» Reading passage

-.-.-

= 1975 Mauritian student protests =

The 1975 Mauritian student protest riots refer to students' protest marches which turned violent in various parts of Mauritius on Tuesday 20 May 1975.

==Peaceful beginnings and objectives==
Following detailed planning by high-school student activists, groups of students from various private and state schools abandoned their classrooms and went on strike by heading to the streets of the main towns where most secondary schools were located. They marched peacefully from the inland towns of Curepipe, Vacoas, Quatre-Bornes, Beau Bassin-Rose Hill and other parts of the island in order to head towards the capital city of Port Louis. The main objectives of the student activists during the rally consisted of the following:

1. Remove inequality between poorly funded "private colleges" when compared to state-funded schools and Catholic schools
2. Replace outdated content of textbooks which perpetuated a colonial bias
3. Improve the quality of teaching staff

==Riot police intervention==
By the time that the student marchers had gone past the town of Beau Bassin the crowd had reached a significant size. At the now-historic bridge of Grand River North West (GRNW) near La Tour Koenig, local police prevented the crowd from progressing towards the capital city of Port Louis. Additionally, elements of the Police Riot Unit (PRU) had arrived on site and soon there was a crack-down. Tear gas and batons were used against unarmed student protesters. Several students were also arrested.

Several shops (such as the ones on Desforges and Leoville L’Homme Streets in the capital Port Louis) and buses near the rally were damaged. An angry crowd ransacked the home of prominent PMSD member of Parliament and member of the ruling coalition Jean Henry Ythier. Later that day, at New Eton College in Rose Hill, around fifty students were arrested after an intervention by the Police Riot Unit which attempted to disperse a gathering there. By 21 May 1975 the press reported that police had made 118 arrests. In addition to the looted shops there were reports of 40 damaged buses and 4 buses had been destroyed by arsonists.

The government was preparing to prosecute the arrested protesters under provisions of Sections 17 and 48 of the Public Order Act (POA). In response, a hunger strike was organised by a group of students and after ten days the charges were dropped.

-.-.-

» Dataset extract
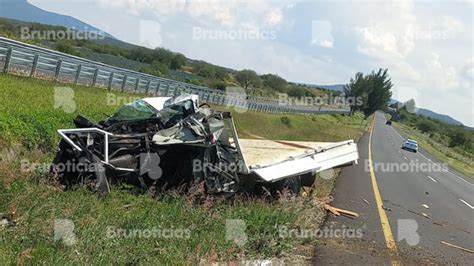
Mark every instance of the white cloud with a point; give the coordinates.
(427, 47)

-.-.-

» Problem statement
Using the article on the 1975 Mauritian student protests, please explain in one to three sentences why a group of students organized a hunger strike.

» Output of the exercise
The government was preparing to prosecute the arrested protesters under Sections 17 and 48 of the Public Order Act, and the students organized the hunger strike in response. After ten days, the charges were dropped.